**WHAT THE EXERCISE ASKS:**
Gather every line from the records below that contains the word "metal", and copy each of those lines in full.

::: MATERIAL FOR THE TASK :::

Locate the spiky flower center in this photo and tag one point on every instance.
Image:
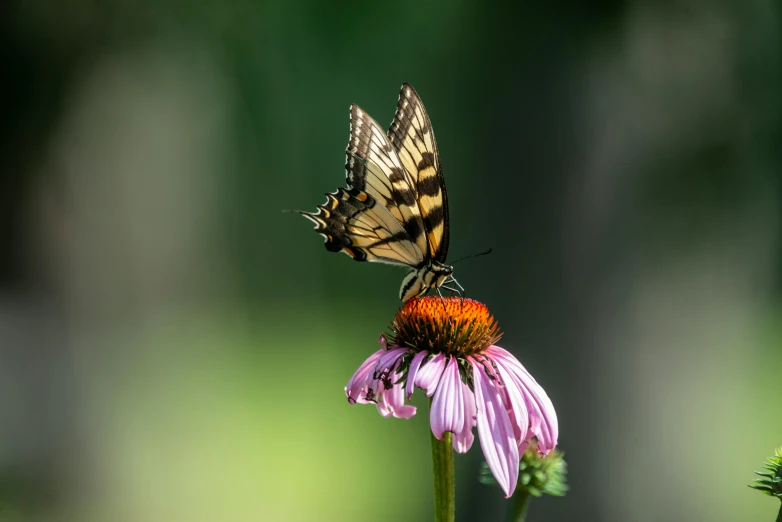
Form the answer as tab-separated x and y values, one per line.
449	325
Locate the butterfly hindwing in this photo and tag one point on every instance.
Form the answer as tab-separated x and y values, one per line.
395	208
352	222
412	137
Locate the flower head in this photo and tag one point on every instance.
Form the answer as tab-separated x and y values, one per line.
445	346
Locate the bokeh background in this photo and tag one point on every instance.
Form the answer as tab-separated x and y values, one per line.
173	347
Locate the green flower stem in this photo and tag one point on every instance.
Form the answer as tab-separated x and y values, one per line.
517	506
442	464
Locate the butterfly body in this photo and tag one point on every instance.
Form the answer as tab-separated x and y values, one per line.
395	209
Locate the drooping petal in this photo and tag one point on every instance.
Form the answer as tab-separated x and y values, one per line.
389	359
543	417
356	387
462	441
394	401
495	431
428	375
448	404
413	371
515	400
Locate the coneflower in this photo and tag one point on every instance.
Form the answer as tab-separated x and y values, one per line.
446	347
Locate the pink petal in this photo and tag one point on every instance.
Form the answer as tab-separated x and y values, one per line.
428	376
389	359
411	373
543	417
462	441
448	404
356	387
515	398
495	431
394	401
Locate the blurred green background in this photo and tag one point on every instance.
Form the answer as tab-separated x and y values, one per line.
173	347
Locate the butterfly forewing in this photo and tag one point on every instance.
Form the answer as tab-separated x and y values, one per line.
374	166
395	209
412	137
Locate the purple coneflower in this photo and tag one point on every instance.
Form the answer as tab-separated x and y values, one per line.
445	346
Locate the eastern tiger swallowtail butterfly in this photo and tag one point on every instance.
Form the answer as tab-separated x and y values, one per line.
395	208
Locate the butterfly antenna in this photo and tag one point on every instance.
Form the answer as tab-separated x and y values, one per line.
472	255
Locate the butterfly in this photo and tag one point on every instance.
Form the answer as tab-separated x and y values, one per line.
395	208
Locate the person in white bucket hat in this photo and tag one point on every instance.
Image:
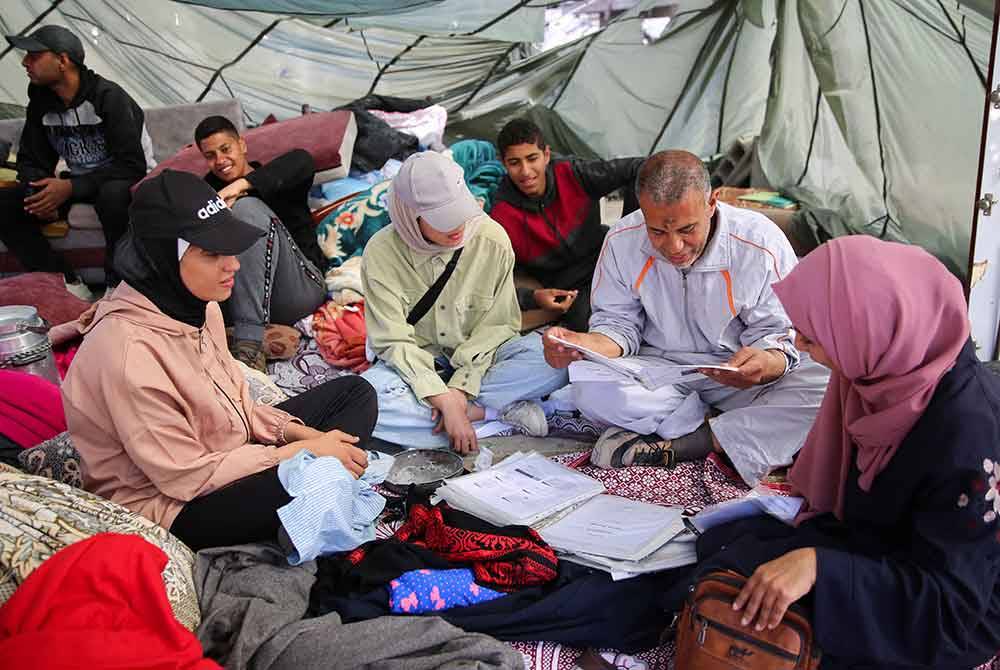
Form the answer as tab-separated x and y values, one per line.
442	317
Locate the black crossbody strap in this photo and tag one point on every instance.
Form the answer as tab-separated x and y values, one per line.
428	299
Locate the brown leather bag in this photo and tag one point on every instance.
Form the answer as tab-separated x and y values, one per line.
711	637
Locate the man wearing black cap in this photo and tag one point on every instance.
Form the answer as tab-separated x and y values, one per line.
93	125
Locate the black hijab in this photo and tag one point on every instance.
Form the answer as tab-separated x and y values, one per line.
168	207
150	266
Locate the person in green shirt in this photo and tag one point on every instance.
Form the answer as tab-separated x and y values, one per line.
462	361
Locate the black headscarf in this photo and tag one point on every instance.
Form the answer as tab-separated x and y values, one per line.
150	266
168	207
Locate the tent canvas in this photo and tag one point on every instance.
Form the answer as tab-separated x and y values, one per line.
871	108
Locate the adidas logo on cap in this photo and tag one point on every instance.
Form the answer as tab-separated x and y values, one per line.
214	206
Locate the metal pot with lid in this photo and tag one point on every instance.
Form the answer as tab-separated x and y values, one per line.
24	342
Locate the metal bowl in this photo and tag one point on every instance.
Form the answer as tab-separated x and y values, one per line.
424	468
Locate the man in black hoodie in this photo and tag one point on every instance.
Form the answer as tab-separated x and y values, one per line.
552	213
93	125
279	280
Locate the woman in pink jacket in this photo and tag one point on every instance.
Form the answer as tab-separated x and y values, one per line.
157	407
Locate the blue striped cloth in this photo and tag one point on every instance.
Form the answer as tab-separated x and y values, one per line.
330	510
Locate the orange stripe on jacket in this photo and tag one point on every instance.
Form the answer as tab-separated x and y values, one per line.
642	275
729	291
764	249
601	256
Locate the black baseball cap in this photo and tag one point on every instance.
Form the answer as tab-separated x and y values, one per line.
50	38
181	205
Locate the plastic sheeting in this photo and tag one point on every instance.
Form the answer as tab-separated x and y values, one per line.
871	108
876	113
168	52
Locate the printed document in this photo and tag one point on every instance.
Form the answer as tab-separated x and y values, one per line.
615	527
521	490
644	370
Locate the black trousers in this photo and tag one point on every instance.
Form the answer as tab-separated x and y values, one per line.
21	232
247	510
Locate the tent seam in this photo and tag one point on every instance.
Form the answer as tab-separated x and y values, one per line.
239	57
723	18
382	70
878	125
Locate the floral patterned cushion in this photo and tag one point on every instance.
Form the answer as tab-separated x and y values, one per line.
55	458
40	516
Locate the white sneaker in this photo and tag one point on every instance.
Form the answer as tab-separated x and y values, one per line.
80	290
528	416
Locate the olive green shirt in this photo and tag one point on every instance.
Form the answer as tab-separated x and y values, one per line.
476	312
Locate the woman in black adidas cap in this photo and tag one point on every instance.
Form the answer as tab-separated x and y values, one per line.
157	407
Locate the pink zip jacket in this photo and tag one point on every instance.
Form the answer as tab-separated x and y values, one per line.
160	411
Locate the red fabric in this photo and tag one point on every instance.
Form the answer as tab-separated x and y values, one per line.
340	335
30	408
47	292
505	561
532	236
98	603
64	356
321	134
892	320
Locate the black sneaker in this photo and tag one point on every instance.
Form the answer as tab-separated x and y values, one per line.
619	448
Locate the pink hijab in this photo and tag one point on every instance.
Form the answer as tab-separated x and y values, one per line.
893	320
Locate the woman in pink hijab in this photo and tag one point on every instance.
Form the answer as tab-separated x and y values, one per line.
896	549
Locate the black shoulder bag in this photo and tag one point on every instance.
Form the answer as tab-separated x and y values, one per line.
428	299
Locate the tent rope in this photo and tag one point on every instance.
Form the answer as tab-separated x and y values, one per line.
395	59
725	88
711	40
964	42
485	80
239	57
878	125
812	137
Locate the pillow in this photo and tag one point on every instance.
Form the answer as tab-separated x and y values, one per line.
47	292
41	516
55	458
325	135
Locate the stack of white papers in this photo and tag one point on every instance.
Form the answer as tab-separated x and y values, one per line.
652	373
620	536
521	490
678	551
614	527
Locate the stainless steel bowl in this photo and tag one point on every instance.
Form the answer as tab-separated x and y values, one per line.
424	468
24	342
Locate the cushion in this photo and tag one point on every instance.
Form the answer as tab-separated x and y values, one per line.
55	458
346	229
41	516
326	136
172	127
46	291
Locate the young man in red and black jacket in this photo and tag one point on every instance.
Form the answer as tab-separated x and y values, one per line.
552	214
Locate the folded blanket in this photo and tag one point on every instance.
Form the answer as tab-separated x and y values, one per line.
30	408
253	605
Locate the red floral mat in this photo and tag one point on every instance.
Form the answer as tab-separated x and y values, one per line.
691	485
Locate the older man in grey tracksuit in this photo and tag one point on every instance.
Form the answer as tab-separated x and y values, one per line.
687	280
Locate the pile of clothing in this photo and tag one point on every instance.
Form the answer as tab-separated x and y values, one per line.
340	334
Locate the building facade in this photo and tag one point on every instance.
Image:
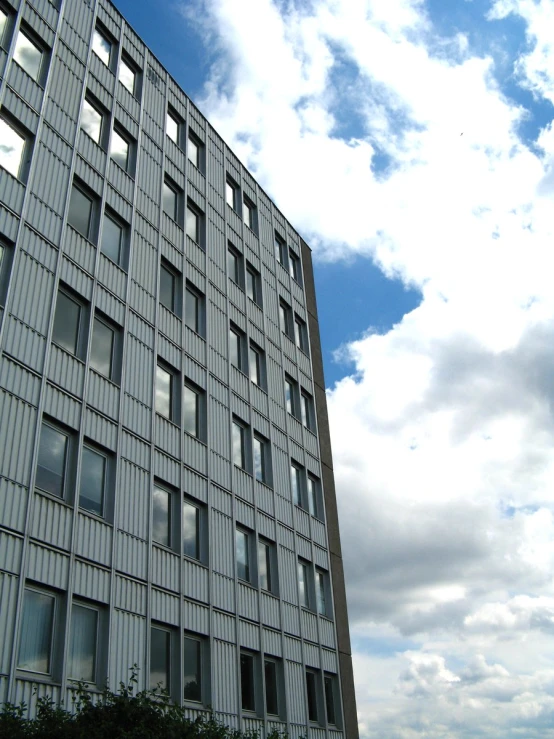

:::

**ANSWER BELOW:**
Locate the metal pot with lid in this photo and tag one point on every instance.
Locate the metal bowl in this photo and tag one point on every instance.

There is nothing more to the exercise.